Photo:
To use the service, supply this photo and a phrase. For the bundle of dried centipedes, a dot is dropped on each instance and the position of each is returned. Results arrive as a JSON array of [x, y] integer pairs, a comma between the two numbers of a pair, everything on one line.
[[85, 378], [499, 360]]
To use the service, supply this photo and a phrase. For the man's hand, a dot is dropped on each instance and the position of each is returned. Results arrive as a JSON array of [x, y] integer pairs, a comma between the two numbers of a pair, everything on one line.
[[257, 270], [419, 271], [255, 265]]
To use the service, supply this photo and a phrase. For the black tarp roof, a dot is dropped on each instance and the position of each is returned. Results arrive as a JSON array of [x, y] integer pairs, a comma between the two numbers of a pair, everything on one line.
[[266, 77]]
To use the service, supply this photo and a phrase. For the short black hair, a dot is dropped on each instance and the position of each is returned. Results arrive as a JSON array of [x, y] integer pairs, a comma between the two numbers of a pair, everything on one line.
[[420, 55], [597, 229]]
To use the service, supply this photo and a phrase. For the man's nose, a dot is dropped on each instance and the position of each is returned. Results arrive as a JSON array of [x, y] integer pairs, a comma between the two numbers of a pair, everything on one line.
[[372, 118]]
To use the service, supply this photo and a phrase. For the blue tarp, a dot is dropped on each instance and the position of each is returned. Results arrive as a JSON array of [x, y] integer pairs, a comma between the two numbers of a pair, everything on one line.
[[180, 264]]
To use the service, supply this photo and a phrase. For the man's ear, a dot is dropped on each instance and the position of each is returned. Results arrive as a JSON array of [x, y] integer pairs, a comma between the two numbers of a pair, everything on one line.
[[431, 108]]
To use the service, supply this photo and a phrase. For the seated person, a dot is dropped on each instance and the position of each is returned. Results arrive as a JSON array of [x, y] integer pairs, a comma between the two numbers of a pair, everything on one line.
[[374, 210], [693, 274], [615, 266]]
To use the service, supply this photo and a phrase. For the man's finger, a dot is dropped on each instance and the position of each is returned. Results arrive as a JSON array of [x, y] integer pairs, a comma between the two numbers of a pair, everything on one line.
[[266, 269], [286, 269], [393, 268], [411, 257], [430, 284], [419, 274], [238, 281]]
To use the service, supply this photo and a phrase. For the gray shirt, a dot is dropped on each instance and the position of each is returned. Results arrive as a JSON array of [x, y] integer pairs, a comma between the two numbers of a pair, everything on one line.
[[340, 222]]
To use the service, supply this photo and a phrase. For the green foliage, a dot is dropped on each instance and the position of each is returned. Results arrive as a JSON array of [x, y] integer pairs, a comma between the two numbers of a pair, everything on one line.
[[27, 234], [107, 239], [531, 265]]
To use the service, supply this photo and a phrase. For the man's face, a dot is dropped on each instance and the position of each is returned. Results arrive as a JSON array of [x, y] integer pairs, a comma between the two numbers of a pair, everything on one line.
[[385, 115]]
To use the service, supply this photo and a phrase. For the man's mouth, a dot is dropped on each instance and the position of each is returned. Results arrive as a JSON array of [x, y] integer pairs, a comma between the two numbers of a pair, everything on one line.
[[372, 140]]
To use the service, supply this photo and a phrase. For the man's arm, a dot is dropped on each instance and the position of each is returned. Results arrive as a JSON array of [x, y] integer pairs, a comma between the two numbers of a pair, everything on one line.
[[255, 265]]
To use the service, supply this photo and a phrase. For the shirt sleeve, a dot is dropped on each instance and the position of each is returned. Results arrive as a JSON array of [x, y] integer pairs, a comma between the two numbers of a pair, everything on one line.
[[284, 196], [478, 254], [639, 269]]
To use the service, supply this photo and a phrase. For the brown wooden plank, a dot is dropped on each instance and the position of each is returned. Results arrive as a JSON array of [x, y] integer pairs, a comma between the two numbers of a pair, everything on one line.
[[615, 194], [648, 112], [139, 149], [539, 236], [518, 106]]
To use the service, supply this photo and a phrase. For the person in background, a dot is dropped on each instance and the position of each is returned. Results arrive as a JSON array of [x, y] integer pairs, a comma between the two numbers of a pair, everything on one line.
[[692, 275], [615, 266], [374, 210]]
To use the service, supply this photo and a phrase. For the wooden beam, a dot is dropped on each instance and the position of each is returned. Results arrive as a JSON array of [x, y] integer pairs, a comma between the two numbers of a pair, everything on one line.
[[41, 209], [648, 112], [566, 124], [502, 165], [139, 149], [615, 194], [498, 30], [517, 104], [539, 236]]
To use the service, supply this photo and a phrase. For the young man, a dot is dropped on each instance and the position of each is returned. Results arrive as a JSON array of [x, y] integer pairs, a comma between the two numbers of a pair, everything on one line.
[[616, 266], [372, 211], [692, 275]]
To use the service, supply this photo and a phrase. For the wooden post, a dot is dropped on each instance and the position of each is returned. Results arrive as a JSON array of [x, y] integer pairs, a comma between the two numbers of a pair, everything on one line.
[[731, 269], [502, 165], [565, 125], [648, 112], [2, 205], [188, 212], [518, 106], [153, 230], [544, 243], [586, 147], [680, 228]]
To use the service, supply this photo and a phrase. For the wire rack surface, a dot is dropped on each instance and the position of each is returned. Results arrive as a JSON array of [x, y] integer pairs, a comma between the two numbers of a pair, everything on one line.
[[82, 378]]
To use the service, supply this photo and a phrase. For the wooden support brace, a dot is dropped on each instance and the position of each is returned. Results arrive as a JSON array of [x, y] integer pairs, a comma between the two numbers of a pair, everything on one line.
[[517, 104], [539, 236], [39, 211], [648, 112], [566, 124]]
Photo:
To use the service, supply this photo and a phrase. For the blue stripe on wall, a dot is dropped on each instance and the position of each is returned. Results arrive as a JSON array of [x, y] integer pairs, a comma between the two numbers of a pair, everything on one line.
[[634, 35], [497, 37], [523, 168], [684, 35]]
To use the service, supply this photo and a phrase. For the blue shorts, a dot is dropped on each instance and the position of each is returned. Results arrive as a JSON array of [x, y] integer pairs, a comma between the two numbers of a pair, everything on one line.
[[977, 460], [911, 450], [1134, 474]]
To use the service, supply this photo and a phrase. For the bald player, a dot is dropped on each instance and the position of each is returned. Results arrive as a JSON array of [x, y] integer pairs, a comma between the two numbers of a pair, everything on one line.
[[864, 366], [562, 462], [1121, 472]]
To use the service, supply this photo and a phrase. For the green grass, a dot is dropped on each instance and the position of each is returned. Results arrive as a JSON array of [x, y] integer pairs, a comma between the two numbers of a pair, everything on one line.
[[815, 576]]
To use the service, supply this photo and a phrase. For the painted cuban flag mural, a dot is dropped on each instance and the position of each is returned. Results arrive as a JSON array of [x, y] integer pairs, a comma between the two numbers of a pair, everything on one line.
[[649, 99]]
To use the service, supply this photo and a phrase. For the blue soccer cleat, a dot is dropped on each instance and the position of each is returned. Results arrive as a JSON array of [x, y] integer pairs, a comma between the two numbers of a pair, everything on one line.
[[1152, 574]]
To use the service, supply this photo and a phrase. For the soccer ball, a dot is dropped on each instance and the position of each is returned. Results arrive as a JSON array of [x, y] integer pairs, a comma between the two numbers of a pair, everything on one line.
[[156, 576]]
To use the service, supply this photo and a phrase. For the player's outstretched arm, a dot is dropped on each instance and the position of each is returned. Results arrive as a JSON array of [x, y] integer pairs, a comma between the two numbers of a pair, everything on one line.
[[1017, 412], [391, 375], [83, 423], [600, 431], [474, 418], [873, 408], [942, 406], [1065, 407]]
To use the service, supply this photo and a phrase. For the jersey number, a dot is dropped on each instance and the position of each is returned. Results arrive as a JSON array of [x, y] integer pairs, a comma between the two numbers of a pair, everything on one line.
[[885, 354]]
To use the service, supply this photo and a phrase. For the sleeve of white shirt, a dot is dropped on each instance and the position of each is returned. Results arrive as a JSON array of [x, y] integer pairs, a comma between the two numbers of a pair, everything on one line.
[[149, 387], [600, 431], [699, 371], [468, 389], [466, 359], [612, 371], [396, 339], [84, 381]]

########################################

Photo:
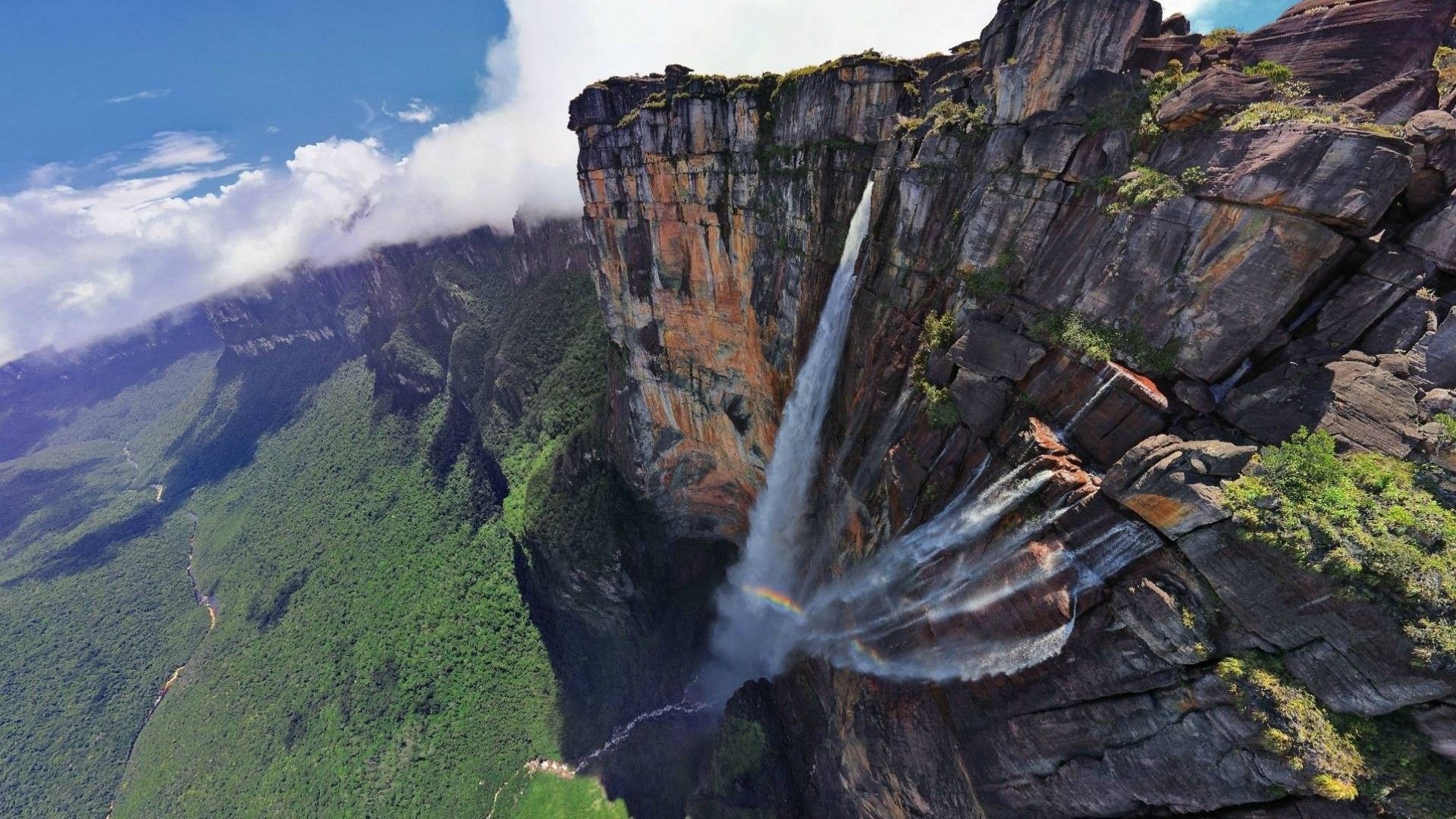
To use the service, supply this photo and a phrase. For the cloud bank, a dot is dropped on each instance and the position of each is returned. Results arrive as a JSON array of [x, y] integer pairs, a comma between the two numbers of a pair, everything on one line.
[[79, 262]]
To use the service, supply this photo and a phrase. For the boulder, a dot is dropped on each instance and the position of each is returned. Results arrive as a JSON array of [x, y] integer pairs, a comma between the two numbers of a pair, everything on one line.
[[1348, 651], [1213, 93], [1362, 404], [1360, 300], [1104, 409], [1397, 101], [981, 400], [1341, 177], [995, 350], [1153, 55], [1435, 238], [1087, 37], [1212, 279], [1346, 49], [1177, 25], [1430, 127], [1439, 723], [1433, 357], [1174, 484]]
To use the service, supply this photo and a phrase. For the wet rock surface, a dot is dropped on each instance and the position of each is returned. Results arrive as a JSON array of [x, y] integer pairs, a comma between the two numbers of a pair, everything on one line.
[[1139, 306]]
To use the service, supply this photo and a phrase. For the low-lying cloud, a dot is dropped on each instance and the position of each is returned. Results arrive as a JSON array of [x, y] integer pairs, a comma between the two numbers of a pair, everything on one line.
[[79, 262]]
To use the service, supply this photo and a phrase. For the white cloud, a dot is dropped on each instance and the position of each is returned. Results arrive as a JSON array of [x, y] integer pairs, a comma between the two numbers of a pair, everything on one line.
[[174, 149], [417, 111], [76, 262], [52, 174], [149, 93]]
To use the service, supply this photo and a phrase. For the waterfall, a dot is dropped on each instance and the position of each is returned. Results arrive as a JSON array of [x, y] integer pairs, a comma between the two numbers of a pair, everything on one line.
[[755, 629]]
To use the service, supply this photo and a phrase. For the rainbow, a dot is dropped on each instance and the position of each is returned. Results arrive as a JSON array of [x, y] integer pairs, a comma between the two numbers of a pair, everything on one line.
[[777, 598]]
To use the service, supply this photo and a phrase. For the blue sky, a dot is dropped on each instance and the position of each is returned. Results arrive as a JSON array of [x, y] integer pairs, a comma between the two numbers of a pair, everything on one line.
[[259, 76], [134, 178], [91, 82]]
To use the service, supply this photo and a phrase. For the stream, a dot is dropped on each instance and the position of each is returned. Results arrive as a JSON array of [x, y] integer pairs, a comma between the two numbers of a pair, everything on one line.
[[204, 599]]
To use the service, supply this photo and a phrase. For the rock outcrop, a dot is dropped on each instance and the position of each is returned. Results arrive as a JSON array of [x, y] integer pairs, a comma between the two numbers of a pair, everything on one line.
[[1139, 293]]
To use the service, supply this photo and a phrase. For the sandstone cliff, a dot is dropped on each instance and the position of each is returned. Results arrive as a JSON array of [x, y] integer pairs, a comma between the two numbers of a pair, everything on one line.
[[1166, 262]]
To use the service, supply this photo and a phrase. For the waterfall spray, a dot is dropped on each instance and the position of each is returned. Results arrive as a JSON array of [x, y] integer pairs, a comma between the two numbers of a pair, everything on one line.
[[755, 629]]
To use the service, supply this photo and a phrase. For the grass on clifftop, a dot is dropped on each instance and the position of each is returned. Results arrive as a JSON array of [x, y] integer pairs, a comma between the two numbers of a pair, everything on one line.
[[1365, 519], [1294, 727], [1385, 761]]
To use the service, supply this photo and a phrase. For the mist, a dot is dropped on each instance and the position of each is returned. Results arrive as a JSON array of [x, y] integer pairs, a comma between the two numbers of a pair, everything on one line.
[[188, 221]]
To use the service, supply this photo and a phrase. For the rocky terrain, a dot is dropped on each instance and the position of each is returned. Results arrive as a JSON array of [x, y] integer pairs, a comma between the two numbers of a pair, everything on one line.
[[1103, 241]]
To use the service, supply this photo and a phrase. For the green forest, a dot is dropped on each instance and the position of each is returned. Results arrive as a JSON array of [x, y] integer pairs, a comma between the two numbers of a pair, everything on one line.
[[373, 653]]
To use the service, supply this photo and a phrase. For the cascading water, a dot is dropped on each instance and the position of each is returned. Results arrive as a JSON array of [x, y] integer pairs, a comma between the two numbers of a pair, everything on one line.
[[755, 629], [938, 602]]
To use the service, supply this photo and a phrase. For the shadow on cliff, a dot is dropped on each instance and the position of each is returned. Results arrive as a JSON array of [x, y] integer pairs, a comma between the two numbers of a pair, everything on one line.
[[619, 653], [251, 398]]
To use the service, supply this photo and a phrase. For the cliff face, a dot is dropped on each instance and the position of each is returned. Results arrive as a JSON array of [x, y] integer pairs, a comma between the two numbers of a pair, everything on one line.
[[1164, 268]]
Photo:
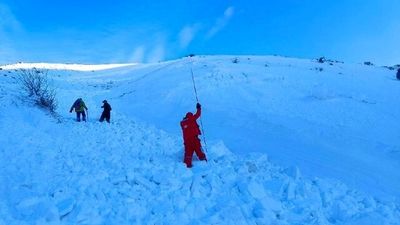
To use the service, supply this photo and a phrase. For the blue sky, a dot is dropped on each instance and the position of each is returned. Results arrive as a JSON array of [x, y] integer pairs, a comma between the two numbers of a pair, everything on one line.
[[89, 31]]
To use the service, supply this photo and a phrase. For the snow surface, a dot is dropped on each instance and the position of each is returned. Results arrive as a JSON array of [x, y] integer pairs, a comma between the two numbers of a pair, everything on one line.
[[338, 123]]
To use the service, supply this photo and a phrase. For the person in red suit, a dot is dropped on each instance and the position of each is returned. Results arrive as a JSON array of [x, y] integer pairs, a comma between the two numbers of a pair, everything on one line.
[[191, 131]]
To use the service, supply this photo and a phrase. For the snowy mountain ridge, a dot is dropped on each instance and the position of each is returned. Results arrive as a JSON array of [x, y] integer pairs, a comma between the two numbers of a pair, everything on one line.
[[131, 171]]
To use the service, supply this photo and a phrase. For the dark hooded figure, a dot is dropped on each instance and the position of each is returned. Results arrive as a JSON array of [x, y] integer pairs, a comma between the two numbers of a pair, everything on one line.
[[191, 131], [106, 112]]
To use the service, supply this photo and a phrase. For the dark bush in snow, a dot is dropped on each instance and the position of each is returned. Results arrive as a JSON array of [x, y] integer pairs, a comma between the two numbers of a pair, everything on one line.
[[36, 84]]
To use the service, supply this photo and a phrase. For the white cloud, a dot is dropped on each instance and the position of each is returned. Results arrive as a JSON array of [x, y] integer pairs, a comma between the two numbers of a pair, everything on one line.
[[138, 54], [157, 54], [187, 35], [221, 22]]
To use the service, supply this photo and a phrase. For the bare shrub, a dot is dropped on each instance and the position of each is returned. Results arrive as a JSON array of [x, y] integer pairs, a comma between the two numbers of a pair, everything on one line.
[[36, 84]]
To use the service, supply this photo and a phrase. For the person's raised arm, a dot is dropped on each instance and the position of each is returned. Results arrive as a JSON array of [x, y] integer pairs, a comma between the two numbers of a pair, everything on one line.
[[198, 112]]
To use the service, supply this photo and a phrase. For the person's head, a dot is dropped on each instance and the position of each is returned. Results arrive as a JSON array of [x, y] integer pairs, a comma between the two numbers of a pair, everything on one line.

########################################

### Что требуется
Перепишите дословно строки от строки с «the person's raised» до строки с «[[198, 112]]», включая обе.

### Результат
To use the service, supply this photo and a phrase. For the person's raised arm, a dot is dropped on each instance and the position of each is returned. Results arrive as a JSON array of [x, y] integer pairs, a comma between the two numbers of a pair, everything on one line.
[[198, 112]]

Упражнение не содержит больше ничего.